EXERCISE DESCRIPTION.
Transcribe all the entries word for word, omitting any pictures they contain.

(Stored dataset items)
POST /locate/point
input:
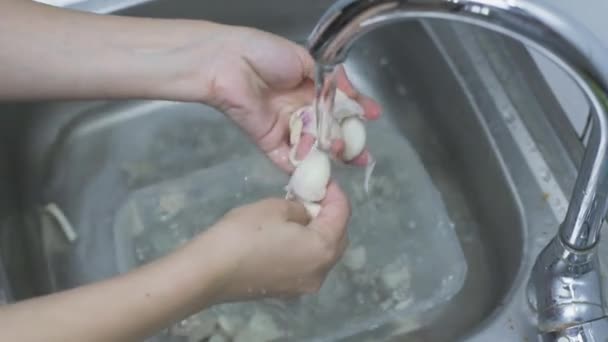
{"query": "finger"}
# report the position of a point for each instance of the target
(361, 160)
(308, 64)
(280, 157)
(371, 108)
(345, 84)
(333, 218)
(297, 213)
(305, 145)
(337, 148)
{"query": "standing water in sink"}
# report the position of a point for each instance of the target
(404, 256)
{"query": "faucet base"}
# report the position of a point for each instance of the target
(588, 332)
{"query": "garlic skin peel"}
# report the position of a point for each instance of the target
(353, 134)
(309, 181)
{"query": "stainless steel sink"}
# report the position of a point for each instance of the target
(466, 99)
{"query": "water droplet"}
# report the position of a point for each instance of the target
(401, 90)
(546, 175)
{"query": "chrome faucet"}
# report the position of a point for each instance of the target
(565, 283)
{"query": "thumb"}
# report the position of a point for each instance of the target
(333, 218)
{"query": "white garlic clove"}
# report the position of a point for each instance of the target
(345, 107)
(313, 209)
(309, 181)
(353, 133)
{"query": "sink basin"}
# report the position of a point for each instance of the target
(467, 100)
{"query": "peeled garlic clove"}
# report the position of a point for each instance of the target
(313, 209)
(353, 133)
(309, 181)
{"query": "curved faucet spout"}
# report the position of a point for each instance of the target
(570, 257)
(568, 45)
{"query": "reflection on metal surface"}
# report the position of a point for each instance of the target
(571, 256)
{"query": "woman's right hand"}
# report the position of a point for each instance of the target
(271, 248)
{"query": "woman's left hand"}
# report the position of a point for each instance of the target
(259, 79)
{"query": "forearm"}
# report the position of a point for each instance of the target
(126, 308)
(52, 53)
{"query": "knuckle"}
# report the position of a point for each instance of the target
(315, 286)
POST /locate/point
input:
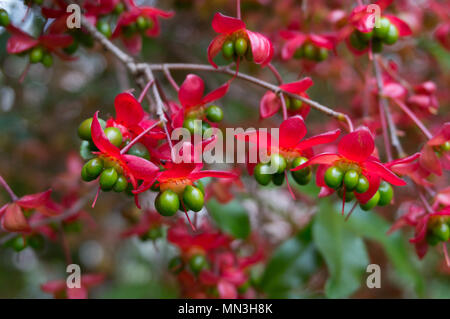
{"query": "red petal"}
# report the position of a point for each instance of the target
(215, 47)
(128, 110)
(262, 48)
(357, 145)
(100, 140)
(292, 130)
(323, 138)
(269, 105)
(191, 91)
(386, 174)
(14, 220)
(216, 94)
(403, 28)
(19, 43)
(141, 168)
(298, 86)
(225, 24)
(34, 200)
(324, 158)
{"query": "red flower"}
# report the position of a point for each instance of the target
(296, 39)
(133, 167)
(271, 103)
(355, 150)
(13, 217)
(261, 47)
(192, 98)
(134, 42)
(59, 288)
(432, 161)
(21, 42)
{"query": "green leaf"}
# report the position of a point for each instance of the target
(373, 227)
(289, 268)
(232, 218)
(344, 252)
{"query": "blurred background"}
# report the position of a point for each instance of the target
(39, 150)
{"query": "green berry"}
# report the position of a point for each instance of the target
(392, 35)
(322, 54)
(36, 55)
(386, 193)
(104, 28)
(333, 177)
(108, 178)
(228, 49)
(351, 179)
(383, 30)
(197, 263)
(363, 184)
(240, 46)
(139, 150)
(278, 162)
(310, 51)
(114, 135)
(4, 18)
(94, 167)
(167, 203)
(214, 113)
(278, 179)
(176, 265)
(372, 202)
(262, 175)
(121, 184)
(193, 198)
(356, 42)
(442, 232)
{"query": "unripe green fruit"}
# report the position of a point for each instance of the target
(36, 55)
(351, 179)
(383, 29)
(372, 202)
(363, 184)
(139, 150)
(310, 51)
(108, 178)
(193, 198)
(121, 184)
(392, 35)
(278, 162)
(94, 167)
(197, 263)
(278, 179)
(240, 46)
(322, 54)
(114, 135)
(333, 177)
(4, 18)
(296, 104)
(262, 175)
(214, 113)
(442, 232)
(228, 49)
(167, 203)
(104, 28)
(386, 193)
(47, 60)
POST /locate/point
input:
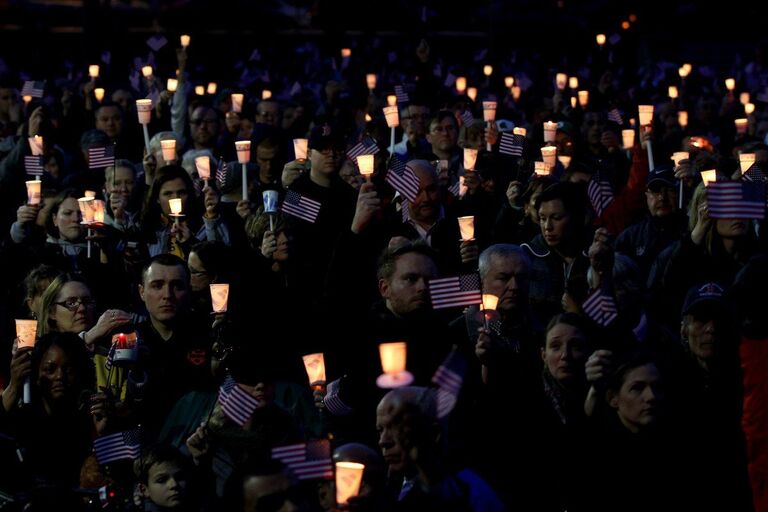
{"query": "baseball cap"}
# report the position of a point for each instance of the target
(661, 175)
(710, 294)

SOLUTION BELOW.
POST /locate/point
input:
{"query": "finger"}
# report the position of a point for each instance of the target
(361, 160)
(308, 64)
(280, 157)
(371, 108)
(345, 84)
(333, 218)
(297, 213)
(305, 145)
(337, 148)
{"query": "standing water in sink"}
# report the position of a point for each instance of the target
(404, 256)
{"query": "faucet base"}
# report the position of a point for each instance of the target
(588, 332)
{"query": "garlic skin peel"}
# report the position of a point for each instance of the target
(353, 134)
(309, 181)
{"query": "stainless steel sink"}
# report the position of a point for each instance of the target
(466, 99)
{"query": "water droplet"}
# report the position of a point for each instance of the target
(401, 90)
(546, 175)
{"query": "chrome faucet"}
# report the position of a point for each instance of the target
(565, 283)
{"query": "thumb"}
# report the position of a point for each instance of the target
(333, 218)
{"query": "white garlic clove"}
# report the position of a point for each instance of the target
(345, 107)
(313, 209)
(309, 181)
(353, 133)
{"query": "sink basin"}
# report the position of a point for each instance of the target
(467, 100)
{"query": "peeled garlic clove"}
# report the position of a point for each instance of the target
(313, 209)
(353, 133)
(309, 181)
{"query": "curved faucet spout"}
# report the position of a point for each instance of the target
(570, 257)
(568, 45)
{"query": "reflection on metal surface"}
# report the position of a point for each instance of the target
(571, 256)
{"query": "woman's right hand"}
# report the position of a point for each instance of the target
(271, 248)
{"query": "woman's left hand"}
# report the position of a point for each instance of the target
(259, 79)
{"query": "forearm"}
# report the position of a point for each instance of the target
(126, 308)
(52, 53)
{"query": "knuckle"}
# report the position of a point for each instance of the target
(315, 286)
POST /locate/point
input:
{"query": "red petal"}
# report the position of a point for each instance of the target
(215, 47)
(128, 110)
(262, 48)
(357, 145)
(100, 140)
(292, 130)
(323, 138)
(269, 105)
(191, 91)
(386, 174)
(14, 220)
(216, 94)
(403, 28)
(19, 43)
(141, 168)
(298, 86)
(225, 24)
(34, 200)
(324, 158)
{"query": "red flower"}
# report the position of a point for each instance of the target
(296, 39)
(133, 167)
(271, 103)
(355, 150)
(13, 217)
(261, 47)
(192, 98)
(134, 42)
(59, 288)
(432, 161)
(21, 42)
{"query": "green leaf"}
# report the position of a point for each instance of the target
(373, 227)
(289, 268)
(232, 218)
(344, 252)
{"query": "blurred background"}
# report the position of a point for each instance of the target
(39, 150)
{"query": "green berry"}
# report the position of a point for each instance of the target
(392, 35)
(322, 54)
(36, 55)
(386, 193)
(104, 28)
(333, 177)
(108, 178)
(228, 49)
(351, 179)
(383, 30)
(197, 263)
(363, 184)
(240, 46)
(139, 150)
(278, 162)
(310, 51)
(114, 135)
(4, 18)
(94, 167)
(167, 203)
(214, 113)
(278, 179)
(176, 265)
(372, 202)
(262, 175)
(121, 184)
(193, 198)
(356, 42)
(442, 232)
{"query": "unripe green fruit"}
# report the position of a point for each instance of the target
(36, 55)
(351, 179)
(383, 29)
(372, 202)
(363, 184)
(139, 150)
(310, 51)
(108, 178)
(193, 198)
(121, 184)
(392, 35)
(278, 162)
(94, 167)
(197, 263)
(278, 179)
(240, 46)
(322, 54)
(114, 135)
(333, 177)
(4, 18)
(296, 104)
(262, 175)
(214, 113)
(442, 232)
(228, 49)
(167, 203)
(104, 28)
(386, 193)
(47, 60)
POST /locate/point
input:
{"query": "baseball cap"}
# report the position of a point for each instance of the target
(661, 175)
(710, 294)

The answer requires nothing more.